## [Problem to solve]
Transcribe the data in full and exactly, omitting any pictures.

==============================

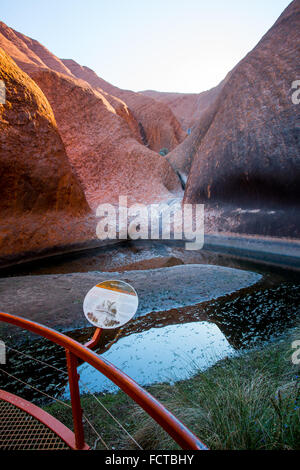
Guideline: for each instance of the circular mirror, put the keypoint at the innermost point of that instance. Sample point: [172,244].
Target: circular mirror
[110,304]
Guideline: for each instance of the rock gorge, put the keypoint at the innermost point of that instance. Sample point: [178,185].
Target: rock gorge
[70,140]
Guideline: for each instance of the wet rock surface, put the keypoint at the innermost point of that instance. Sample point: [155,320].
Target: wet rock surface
[246,147]
[42,201]
[56,300]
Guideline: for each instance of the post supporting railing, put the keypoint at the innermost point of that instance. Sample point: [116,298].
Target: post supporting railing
[75,399]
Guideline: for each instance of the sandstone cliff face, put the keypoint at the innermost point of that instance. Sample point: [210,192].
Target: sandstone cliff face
[247,147]
[36,177]
[152,123]
[188,108]
[158,127]
[101,147]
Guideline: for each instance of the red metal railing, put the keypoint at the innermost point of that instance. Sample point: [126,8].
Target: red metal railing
[74,350]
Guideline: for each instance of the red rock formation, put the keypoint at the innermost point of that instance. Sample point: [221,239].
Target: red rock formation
[188,108]
[102,137]
[246,147]
[107,158]
[158,126]
[40,195]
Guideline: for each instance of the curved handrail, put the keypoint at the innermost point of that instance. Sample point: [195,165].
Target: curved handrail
[172,425]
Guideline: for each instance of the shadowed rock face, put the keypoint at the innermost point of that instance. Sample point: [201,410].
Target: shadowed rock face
[101,147]
[103,139]
[246,146]
[188,108]
[158,126]
[35,174]
[153,123]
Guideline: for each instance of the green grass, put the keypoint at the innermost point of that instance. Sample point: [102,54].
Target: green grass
[248,402]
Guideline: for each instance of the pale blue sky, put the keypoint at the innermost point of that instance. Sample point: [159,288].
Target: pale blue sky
[166,45]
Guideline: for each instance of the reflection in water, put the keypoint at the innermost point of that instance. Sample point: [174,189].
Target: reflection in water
[165,354]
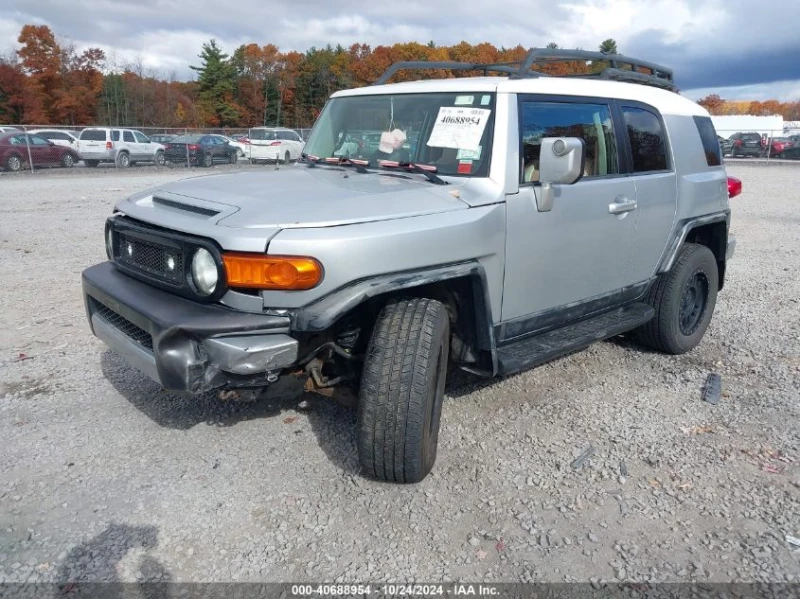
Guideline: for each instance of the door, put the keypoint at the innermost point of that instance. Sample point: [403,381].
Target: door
[42,152]
[145,149]
[656,184]
[573,259]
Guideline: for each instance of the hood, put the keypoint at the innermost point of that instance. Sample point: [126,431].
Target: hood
[295,197]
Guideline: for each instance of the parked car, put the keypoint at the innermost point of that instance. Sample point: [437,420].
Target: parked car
[536,216]
[18,149]
[200,150]
[60,137]
[122,147]
[726,145]
[777,145]
[273,144]
[746,144]
[162,138]
[240,147]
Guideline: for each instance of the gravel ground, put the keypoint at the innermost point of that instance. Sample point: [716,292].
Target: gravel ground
[103,476]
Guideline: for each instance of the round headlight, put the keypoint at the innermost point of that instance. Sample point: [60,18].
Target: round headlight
[204,272]
[109,244]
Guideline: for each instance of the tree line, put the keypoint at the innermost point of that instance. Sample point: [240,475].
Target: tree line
[48,81]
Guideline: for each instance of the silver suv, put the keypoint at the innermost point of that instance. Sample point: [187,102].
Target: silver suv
[123,147]
[499,223]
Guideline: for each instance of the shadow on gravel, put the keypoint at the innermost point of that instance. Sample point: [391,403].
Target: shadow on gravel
[94,569]
[333,425]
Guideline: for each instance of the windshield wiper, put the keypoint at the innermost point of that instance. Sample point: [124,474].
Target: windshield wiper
[423,169]
[342,161]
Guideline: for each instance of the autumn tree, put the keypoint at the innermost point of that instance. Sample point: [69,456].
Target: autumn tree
[217,80]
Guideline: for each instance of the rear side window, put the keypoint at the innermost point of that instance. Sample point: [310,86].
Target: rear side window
[93,135]
[648,142]
[708,135]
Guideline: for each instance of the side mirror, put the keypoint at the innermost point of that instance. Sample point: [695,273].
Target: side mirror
[561,162]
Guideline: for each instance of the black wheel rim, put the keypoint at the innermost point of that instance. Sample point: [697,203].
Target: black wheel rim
[693,303]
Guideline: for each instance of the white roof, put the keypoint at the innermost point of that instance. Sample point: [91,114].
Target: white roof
[666,102]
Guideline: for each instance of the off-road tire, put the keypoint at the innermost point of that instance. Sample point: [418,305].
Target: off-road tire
[667,296]
[123,160]
[14,163]
[402,388]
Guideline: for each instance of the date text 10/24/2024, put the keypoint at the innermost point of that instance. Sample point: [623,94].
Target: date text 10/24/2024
[394,590]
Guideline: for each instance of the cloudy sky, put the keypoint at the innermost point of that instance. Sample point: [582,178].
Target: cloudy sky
[739,48]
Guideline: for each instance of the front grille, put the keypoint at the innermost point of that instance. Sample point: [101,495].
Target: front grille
[121,323]
[161,261]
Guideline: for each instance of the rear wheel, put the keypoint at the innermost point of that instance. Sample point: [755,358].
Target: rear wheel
[123,160]
[684,300]
[13,163]
[402,388]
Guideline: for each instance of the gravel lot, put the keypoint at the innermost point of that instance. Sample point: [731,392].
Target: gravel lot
[103,476]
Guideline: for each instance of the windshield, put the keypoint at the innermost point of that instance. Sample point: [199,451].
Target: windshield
[451,131]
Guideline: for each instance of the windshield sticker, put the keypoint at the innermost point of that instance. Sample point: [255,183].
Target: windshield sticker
[469,154]
[459,128]
[391,141]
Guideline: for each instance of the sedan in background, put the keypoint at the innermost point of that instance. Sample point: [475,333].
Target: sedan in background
[273,144]
[200,150]
[60,137]
[18,149]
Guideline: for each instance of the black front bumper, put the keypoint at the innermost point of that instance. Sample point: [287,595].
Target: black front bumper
[184,345]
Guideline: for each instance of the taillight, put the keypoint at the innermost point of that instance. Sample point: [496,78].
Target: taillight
[734,187]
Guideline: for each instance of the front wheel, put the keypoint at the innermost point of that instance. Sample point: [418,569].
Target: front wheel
[402,388]
[684,300]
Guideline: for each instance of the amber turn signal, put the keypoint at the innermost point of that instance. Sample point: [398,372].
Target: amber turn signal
[259,271]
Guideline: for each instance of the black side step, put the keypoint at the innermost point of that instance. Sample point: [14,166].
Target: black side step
[532,351]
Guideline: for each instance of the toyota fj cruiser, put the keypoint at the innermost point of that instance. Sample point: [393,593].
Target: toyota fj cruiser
[502,221]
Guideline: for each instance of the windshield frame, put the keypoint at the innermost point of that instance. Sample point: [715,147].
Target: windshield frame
[484,167]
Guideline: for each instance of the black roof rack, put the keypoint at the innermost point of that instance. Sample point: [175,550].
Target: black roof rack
[616,67]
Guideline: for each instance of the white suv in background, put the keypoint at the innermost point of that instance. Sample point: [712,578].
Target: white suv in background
[273,144]
[123,147]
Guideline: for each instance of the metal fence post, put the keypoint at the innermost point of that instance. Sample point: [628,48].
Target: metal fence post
[28,146]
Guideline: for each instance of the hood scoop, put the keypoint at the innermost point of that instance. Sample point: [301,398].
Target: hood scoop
[198,210]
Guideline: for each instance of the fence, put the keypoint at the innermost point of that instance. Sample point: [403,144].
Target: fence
[38,148]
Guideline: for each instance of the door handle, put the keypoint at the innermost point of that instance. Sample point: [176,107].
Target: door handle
[622,206]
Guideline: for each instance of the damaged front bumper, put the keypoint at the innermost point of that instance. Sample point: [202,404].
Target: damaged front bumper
[181,344]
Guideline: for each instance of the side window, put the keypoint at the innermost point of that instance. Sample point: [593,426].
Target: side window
[708,135]
[648,142]
[590,122]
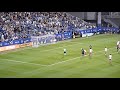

==============================

## [Task answer]
Guideline: for each instance of the circular mirror, put the keypoint at the innermost point of that instance. Sample point: [172,244].
Target: circular mirror
[110,304]
Guideline: for each instance of the rock gorge, put the keypoint at the innermost point of that instance. Sample point: [178,185].
Target: rock gorge
[70,140]
Guideline: for each instance of the wet rock surface, put the keypoint at the innermost point of that instance. Sample point: [155,320].
Target: wet rock surface
[246,147]
[42,201]
[56,300]
Guideline: for each instance of the post supporting railing, put the keypoint at the innermost point of that instance. Sample point: [116,298].
Target: post supporting railing
[75,399]
Guideline: for each instance of the sandstone cliff face, put the keypoint at the innermost point of that instance. Sample point: [210,192].
Target: sandstone cliff face
[247,147]
[36,177]
[152,123]
[188,108]
[158,127]
[101,147]
Guideline: for each instance of the red metal railing, put the keypoint at the innermost point of that instance. Sample point: [126,8].
Target: red metal railing
[74,350]
Guideline: for each instance of the red rock formation, put the keypoint at the innermost point of that instance. Sample point: [221,239].
Target: red rock formation
[188,108]
[102,137]
[246,147]
[107,158]
[158,126]
[40,195]
Guideline: for each instance of the curved handrail, put the keypoint at the innermost point of that instance. Sample point: [195,165].
Target: curved handrail
[172,425]
Guideline: for each instance of the shadowed rock face, put the keypoint at the innermost point of that instance. Sample point: [201,410].
Target: shadowed rock face
[101,147]
[103,139]
[246,146]
[188,108]
[158,126]
[35,174]
[153,123]
Guideline: for each instance of the green grass, put the keypoint at the innermost point of that instance. Sample point: [102,54].
Target: green grass
[248,402]
Guideline: for each instance of the pale blue sky, put the keypoint at the innermost point of that instance. Sample point: [159,288].
Target: pale blue sky
[166,45]
Guideline: for each instance of the reflection in water, put the keypoint at the innermost point of that instance. Sample point: [174,189].
Target: reflection in water
[165,354]
Guideline: for each instance of the door, put the keypoint at the innermost point of that instance. Sample point: [403,381].
Target: door
[42,152]
[145,149]
[656,184]
[573,259]
Guideline: for each instance of the hood, put the keypoint at the innermost point of that instance. Sample point: [126,431].
Target: hood
[295,197]
Guideline: for each instance of the parked car, put the keypoint at the innermost point of that instance. Sample point: [437,420].
Target: parked car
[536,216]
[18,149]
[200,150]
[60,137]
[122,147]
[726,145]
[777,145]
[273,144]
[746,144]
[162,138]
[240,147]
Guideline: for each instance of the gravel ground, put the keypoint at the innermost point of that instance. Sample point: [716,292].
Target: gravel ground
[103,476]
Guideline: for each instance of the round headlight, put the keypoint at the innermost point of that instance. Sample point: [60,18].
Target: round headlight
[204,272]
[109,244]
Guideline: for each instance of the tree line, put the keypoint at the innermost point of that instance. Sample point: [240,475].
Target: tree line
[48,81]
Guideline: for each instance of the silver suv, put the keypoint at the innermost point of that instance. Sample point: [187,102].
Target: silver suv
[123,147]
[499,223]
Guideline: for each instance of the shadow on gravel, put the keypoint at the innermost point of that instance. Sample point: [391,403].
Target: shadow on gravel
[94,569]
[333,425]
Guideline: for each instance of the windshield wiper, put the keypoint at the innermost point of that instance. Sample point: [124,474].
Target: windshield wiper
[423,169]
[342,161]
Guideline: for each instance of the autumn tree, put the keypoint at the innermost point of that instance. Sample point: [69,456].
Target: autumn tree
[217,80]
Guideline: for each instance of the rear side window, put the keypoint at the innermost point of that instance. Sample point: [310,86].
Target: rear side window
[93,135]
[648,142]
[708,135]
Guideline: for each instance of the side mirror, put the keypoint at the innermost point of that instance. Sample point: [695,273].
Target: side mirror
[561,162]
Guideline: for each instance of the black wheel rim, put the keypoint at the innermost point of that instance. Sample point: [697,203].
Target: black wheel rim
[693,303]
Guideline: for each instance of the white roof, put the keypoint at the innermost point of that instance. Sample point: [91,114].
Target: white roof
[666,102]
Guideline: for each instance of the off-road tire, put the keypoint at the innermost point of that instance. Sample point: [418,305].
Target: off-road tire
[667,296]
[123,160]
[14,163]
[402,388]
Guideline: for each instance of the date text 10/24/2024, put the keypoint at the innermost point of that instance. Sample point: [623,94].
Target: date text 10/24/2024
[394,590]
Guideline: for each instance of the cloudy sky, put the keypoint at the innermost point of that instance. Sample point: [582,178].
Target: cloudy sky
[739,48]
Guideline: for each instance of the front grille, put the keypoint at the innermost point of that instance. Sample point: [101,495].
Target: front grille
[121,323]
[161,261]
Guideline: for each instance of the rear wheel, put the keypoint at the innermost point of that instance. Sample point: [755,358].
Target: rear wheel
[123,160]
[684,300]
[13,163]
[402,388]
Guideline: for each instance of the gravel lot, put the keypoint at the innermost point of that instance. Sample point: [731,392].
Target: gravel lot
[103,476]
Guideline: for each instance of the windshield, put the keypoint at the innermost point of that instance. Sample point: [199,451].
Target: windshield
[451,131]
Guideline: for each instance of the windshield sticker, put the keypoint at the innermost point of that instance. Sample point: [255,183].
Target: windshield sticker
[469,154]
[459,128]
[391,141]
Guideline: for each instance of the sedan in background, put the keypoint at the innermost point of that instance. Sample point: [475,333].
Target: sedan in background
[273,144]
[200,150]
[60,137]
[18,149]
Guideline: for each instance of the black front bumper, put the keypoint at the innermost point of that instance. Sample point: [287,595].
Target: black front bumper
[184,345]
Guideline: for each instance of the taillight, put the keypoint at the innermost point of that instance. Sample point: [496,78].
Target: taillight
[734,187]
Guideline: for each instance of the front wheel, put the keypoint at the innermost point of that instance. Sample point: [418,569].
Target: front wheel
[402,388]
[684,300]
Guideline: for each instance of the amber turn signal, put the keypoint at the innermost point of that instance. Sample point: [398,372].
Target: amber turn signal
[259,271]
Guideline: for each instance of the black side step, put the keypoint at the innermost point of that instance. Sample point: [14,166].
Target: black side step
[532,351]
Guideline: for each instance of the toyota fj cruiser, put the keypoint at the innermost point of that instance. Sample point: [393,593].
Target: toyota fj cruiser
[502,221]
Guideline: for each instance of the windshield frame, put the keypoint at the innermost point of that instance. Sample point: [715,147].
Target: windshield frame
[484,167]
Guideline: for each instance of the black roof rack, put the keypoint at the innermost point of that instance. Sample point: [175,550].
Target: black roof rack
[616,67]
Guideline: for each instance of the white suv in background, put the keypoint at the innermost point of that instance. Sample point: [712,578].
Target: white suv in background
[273,144]
[123,147]
Guideline: for each instance of the metal fence post, put the keypoint at the innermost point of that instance. Sample point: [628,48].
Target: metal fence post
[28,146]
Guideline: for each instance of the hood scoop, put the keypoint at the innermost point of that instance. Sample point: [301,398].
Target: hood scoop
[198,210]
Guideline: for each instance of the fence, put the keypoint at the innermost point of that instance. Sample point: [403,144].
Target: fence
[38,148]
Guideline: for each instance of the door handle, put the keypoint at the innermost point of that instance. Sample point: [176,107].
Target: door handle
[622,206]
Guideline: for each instance of the damaged front bumper, put the keypoint at the innermost point of that instance. Sample point: [202,404].
Target: damaged front bumper
[181,344]
Guideline: for each instance of the side window, put the keypoint at the innermost point of that instance. Sample point: [593,426].
Target: side window
[708,135]
[648,142]
[590,122]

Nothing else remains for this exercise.